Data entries
____
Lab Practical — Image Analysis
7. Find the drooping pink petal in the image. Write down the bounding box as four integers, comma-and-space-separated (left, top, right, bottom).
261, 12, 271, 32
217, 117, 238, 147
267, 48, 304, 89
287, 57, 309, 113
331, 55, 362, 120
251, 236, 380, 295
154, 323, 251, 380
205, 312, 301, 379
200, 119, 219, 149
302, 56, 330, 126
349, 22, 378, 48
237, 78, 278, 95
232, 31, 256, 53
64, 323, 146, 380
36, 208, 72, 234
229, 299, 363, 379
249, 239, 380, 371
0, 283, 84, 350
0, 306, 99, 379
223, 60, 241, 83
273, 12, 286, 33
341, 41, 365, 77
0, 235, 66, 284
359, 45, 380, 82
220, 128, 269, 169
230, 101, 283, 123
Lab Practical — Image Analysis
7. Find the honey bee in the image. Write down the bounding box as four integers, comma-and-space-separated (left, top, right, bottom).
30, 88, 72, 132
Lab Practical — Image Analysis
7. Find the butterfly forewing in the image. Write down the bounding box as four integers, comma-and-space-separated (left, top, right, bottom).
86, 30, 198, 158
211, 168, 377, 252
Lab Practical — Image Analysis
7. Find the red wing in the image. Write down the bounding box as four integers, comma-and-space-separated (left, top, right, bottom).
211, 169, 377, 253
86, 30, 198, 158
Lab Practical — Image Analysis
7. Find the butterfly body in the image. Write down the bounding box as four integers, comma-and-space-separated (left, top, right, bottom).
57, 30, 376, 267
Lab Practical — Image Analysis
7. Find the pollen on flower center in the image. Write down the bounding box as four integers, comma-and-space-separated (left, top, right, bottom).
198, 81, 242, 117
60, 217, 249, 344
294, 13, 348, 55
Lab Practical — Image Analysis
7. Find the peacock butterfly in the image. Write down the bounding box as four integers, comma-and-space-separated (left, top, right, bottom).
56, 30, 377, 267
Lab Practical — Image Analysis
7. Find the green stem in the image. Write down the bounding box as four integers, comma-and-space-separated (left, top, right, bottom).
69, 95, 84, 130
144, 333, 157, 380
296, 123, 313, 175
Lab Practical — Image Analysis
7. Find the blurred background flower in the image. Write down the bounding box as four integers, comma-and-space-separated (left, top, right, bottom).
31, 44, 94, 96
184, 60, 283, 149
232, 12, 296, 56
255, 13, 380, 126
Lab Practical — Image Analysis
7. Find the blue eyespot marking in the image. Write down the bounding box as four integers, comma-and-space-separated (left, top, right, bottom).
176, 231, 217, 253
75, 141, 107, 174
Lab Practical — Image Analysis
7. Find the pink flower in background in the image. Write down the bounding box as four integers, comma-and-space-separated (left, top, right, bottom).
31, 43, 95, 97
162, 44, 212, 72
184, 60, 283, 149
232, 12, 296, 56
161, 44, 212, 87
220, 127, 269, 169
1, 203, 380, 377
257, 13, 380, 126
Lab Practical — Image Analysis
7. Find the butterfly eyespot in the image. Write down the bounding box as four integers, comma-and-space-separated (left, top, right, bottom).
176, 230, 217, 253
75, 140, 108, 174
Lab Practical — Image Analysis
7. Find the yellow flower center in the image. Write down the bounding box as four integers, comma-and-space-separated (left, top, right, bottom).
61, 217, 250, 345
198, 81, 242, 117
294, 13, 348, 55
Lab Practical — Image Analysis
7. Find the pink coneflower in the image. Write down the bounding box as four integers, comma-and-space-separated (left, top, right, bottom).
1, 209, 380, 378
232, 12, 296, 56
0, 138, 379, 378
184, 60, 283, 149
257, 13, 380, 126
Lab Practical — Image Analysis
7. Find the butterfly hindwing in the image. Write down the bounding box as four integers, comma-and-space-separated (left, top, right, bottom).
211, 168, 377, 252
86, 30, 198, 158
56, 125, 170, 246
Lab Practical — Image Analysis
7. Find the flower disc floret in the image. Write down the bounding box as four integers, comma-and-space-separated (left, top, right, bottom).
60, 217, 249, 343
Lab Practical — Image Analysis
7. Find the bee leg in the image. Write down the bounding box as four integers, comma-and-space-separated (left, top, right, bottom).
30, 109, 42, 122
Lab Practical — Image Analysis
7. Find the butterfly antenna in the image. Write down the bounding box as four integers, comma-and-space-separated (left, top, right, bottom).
____
Retyping the data above exactly and in full is the task.

Exercise result:
Lab Practical — Image Analysis
7. Find the drooping pink petal in the image. Write down the bounding box as four integers, comma-and-space-separated (left, top, right, bottom).
261, 12, 271, 32
217, 117, 238, 147
267, 48, 304, 89
287, 57, 309, 113
331, 55, 362, 120
251, 236, 380, 295
154, 323, 251, 380
205, 312, 301, 379
200, 119, 219, 149
302, 56, 330, 126
349, 22, 378, 48
237, 78, 278, 95
232, 31, 256, 53
64, 323, 146, 380
36, 208, 72, 234
229, 299, 363, 379
249, 239, 380, 371
0, 283, 84, 350
0, 306, 99, 379
223, 60, 241, 83
273, 12, 286, 33
341, 41, 365, 77
0, 235, 66, 284
359, 45, 380, 82
220, 128, 269, 169
230, 101, 283, 123
Lab Practical — Image Analysis
7. Find the honey bee in the image. Write down the bounding box as four integers, comma-and-space-separated (left, top, right, bottom).
30, 88, 72, 132
Lab Practical — Image Analysis
7. Find the butterfly forewing in the image. Write down the bounding box as four integers, comma-and-space-separated (left, top, right, bottom).
86, 30, 198, 158
211, 168, 377, 252
Lab Practical — Image Analysis
7. Find the red wing in the image. Write down the bounding box as four integers, comma-and-space-separated (left, top, right, bottom).
211, 169, 377, 253
86, 30, 198, 158
Lab Practical — Image Analysis
7. Find the butterfly body in the image. Write down the bounding box as four integers, comma-and-space-separated (left, top, right, bottom).
57, 30, 376, 267
Lab Practical — Image Analysis
7. Find the pollen on flower center in the image. Write down the bounding box as four integers, comma-and-space-separated (left, top, right, bottom).
198, 81, 242, 117
60, 217, 249, 344
294, 13, 348, 55
Lab Practical — Image Analysis
7. Find the peacock butterfly in the image. Write down the bounding box as four integers, comma-and-space-separated (left, top, right, bottom).
56, 30, 377, 267
Lab Practical — Image Analysis
7. Find the green stem in the image. Write down the bounding box as four integers, comma-and-space-separated (left, top, right, bottom).
69, 95, 84, 130
144, 333, 157, 380
296, 123, 313, 175
Lab Practical — Image Analysis
7. Find the blurred background flower in the image. Write down the bounding box as four integers, comma-and-space-separated (left, top, right, bottom).
31, 44, 94, 96
184, 60, 283, 149
232, 12, 296, 56
255, 13, 380, 126
Lab Practical — Image Analysis
7. Find the blue eyespot marking in the image. Write down the bounding box as four integers, comma-and-space-separated (left, top, right, bottom).
176, 231, 217, 253
75, 141, 107, 174
Lab Practical — Image Analysis
7. Find the pink flower in background in the image. Write down the bounding box as four integers, comma-and-space-separated (left, top, right, bottom).
31, 43, 95, 97
162, 44, 212, 72
184, 60, 283, 149
232, 12, 296, 56
161, 44, 212, 87
220, 127, 269, 169
1, 203, 380, 377
257, 13, 380, 126
Lab Practical — Image Analysis
7. Find the butterfly eyespot in the image. Write down the bounding box as four integers, comma-and-space-separated (left, top, right, bottom).
176, 230, 217, 253
75, 140, 108, 174
Lab Practical — Image Analysis
7. Find the yellow flower center in the image. Write down the bounding box as four integers, comma-and-space-separated (left, top, right, bottom).
61, 217, 250, 345
198, 81, 242, 117
294, 13, 348, 55
Lab Practical — Image Analysis
7. Find the pink coneflower in the image. Write down the bounding box as four integers, comma-and-space-separated (left, top, right, bottom).
1, 209, 380, 378
232, 12, 296, 56
0, 138, 379, 378
184, 60, 283, 149
257, 13, 380, 126
Lab Practical — Image Analysis
7. Find the butterfly hindwing in the image. Write down the bounding box as four integers, comma-and-space-separated (left, top, right, bottom).
211, 168, 377, 252
86, 30, 198, 158
56, 125, 170, 246
Lab Practical — Image Analysis
7. Find the flower disc floret in the image. Write down the bounding box as four integers, comma-and-space-separated (left, top, right, bottom).
60, 217, 249, 343
Lab Practical — Image Analysis
7. Find the bee leg in the image. Write down the bounding box as four integers, comma-and-space-separated (left, top, right, bottom).
30, 109, 42, 122
Lab Practical — Image Analysis
7. Find the butterfly antenna in the image. Write down the bounding box as four integers, comma-and-space-separated (left, top, right, bottom).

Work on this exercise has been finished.